** begin ENTRIES SHOWN **

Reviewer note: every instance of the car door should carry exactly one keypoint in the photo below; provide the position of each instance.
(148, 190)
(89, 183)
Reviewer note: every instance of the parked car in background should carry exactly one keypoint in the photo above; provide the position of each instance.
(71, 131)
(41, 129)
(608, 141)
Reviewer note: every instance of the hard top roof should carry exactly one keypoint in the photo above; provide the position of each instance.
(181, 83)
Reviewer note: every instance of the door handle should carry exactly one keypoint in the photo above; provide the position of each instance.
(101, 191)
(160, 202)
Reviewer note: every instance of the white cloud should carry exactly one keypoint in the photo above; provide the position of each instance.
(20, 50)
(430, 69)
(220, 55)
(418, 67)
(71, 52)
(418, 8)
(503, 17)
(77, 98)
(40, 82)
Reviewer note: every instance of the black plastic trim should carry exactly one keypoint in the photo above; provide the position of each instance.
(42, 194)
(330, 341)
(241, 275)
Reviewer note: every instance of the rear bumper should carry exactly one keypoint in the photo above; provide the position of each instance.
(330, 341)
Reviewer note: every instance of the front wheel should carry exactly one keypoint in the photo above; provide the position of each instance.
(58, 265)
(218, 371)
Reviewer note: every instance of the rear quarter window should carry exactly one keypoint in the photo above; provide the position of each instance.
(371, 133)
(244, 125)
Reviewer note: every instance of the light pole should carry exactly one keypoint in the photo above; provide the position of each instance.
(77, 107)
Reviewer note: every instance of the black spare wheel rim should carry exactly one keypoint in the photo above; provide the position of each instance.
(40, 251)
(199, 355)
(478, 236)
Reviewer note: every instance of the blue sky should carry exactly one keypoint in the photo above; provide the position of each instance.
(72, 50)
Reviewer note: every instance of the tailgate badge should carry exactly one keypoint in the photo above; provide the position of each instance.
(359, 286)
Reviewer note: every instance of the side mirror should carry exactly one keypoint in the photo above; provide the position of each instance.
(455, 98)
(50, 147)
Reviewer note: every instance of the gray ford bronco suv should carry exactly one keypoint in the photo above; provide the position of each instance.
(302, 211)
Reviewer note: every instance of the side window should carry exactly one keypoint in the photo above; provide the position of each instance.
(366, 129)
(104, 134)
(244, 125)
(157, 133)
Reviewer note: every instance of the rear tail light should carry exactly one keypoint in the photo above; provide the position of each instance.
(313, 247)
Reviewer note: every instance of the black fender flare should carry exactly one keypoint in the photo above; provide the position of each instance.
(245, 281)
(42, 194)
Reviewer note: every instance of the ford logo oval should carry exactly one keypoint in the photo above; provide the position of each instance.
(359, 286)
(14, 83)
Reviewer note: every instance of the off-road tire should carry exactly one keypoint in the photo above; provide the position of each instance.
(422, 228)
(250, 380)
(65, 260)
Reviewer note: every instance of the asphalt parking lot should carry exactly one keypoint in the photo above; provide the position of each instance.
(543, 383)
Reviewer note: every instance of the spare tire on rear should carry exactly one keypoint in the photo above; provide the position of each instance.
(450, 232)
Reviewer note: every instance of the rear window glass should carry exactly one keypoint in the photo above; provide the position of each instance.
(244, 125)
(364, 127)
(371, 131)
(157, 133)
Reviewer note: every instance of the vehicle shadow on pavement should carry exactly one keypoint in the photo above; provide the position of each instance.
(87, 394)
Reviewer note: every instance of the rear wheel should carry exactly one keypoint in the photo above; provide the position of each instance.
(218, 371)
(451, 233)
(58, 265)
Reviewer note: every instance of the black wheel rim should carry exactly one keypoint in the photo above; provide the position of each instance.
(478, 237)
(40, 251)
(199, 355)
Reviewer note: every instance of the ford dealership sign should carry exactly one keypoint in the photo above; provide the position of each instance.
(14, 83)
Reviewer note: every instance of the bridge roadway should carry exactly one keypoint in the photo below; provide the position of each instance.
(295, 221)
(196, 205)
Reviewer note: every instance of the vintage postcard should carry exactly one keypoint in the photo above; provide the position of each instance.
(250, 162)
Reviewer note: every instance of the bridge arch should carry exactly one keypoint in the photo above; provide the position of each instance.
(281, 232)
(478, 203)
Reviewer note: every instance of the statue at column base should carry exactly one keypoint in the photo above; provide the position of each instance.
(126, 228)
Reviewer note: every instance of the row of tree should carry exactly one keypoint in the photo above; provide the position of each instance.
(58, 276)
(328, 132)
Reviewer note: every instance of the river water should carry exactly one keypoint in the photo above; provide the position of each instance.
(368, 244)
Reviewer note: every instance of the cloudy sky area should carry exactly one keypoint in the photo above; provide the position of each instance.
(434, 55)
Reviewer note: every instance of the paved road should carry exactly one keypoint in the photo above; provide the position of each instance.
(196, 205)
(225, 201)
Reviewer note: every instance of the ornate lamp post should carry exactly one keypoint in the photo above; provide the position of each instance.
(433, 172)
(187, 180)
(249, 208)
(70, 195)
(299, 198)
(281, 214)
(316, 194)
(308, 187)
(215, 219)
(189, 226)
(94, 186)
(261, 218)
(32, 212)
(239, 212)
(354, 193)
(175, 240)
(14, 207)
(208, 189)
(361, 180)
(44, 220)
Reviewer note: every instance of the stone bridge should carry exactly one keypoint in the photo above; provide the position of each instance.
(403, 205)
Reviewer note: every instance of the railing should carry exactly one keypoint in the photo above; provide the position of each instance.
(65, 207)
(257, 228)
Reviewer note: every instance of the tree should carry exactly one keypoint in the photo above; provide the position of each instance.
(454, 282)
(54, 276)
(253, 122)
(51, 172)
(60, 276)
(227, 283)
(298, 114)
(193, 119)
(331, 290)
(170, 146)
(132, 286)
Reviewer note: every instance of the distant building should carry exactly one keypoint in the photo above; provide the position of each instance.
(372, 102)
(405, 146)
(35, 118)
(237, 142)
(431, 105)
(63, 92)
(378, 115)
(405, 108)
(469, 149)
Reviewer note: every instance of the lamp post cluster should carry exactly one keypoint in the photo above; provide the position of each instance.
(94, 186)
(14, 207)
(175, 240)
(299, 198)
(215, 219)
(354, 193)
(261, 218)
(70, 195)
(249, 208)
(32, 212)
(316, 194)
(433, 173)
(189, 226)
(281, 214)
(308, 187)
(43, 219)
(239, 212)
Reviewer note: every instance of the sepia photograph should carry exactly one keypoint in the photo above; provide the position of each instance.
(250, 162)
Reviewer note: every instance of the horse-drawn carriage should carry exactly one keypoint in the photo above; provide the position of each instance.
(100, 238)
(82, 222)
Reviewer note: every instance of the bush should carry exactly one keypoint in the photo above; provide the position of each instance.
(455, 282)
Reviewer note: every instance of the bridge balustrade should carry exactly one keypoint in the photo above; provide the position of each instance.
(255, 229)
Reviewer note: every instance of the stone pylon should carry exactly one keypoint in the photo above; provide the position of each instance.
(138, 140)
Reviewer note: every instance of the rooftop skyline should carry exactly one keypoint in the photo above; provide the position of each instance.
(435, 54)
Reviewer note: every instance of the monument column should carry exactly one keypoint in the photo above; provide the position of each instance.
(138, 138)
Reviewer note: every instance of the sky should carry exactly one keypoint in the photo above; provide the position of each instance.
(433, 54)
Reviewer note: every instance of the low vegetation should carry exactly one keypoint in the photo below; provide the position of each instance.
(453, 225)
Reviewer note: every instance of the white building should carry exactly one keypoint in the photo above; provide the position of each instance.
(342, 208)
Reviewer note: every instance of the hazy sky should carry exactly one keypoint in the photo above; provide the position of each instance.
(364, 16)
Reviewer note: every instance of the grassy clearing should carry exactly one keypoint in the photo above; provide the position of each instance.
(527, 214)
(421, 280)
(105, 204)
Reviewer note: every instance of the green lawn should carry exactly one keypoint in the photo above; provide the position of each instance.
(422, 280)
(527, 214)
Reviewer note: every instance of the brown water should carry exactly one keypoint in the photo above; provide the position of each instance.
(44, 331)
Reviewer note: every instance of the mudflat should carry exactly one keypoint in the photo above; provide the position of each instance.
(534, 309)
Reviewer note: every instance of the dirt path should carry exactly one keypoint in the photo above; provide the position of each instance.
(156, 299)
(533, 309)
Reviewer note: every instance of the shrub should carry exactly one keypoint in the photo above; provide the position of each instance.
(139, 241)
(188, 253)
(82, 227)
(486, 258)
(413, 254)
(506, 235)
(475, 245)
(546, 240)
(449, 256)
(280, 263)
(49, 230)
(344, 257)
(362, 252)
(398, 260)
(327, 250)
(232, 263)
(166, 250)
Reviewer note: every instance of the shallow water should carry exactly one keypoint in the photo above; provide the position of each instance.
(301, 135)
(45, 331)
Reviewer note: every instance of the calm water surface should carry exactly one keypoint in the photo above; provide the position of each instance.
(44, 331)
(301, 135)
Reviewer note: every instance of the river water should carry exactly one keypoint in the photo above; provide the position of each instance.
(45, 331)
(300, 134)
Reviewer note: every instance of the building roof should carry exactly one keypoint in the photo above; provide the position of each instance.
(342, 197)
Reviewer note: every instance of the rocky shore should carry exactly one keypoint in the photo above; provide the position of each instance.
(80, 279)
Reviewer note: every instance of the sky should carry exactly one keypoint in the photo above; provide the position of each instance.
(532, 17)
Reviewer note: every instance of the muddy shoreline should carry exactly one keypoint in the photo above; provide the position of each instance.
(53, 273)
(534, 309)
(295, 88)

** end ENTRIES SHOWN **

— GOAL —
Print again the material above, limited to the lines from the one holding "Reviewer note: every instance of the building" through the last, inclusive.

— TASK ANSWER —
Reviewer note: every instance of the building roof should carry exactly one keypoint in the photo above; provide the position of each instance.
(342, 197)
Reviewer note: every instance of the rocky shore should carry exactly one keypoint in the photo above; provide the position of each instance.
(80, 279)
Reviewer note: every instance of the sky should carry exactly one keypoint in the photo above; provide the position of each instance.
(532, 17)
Reviewer note: every instance of the muddy shoreline should carry exactly one keypoint in the photo above; provide the position of each instance.
(53, 273)
(534, 309)
(295, 88)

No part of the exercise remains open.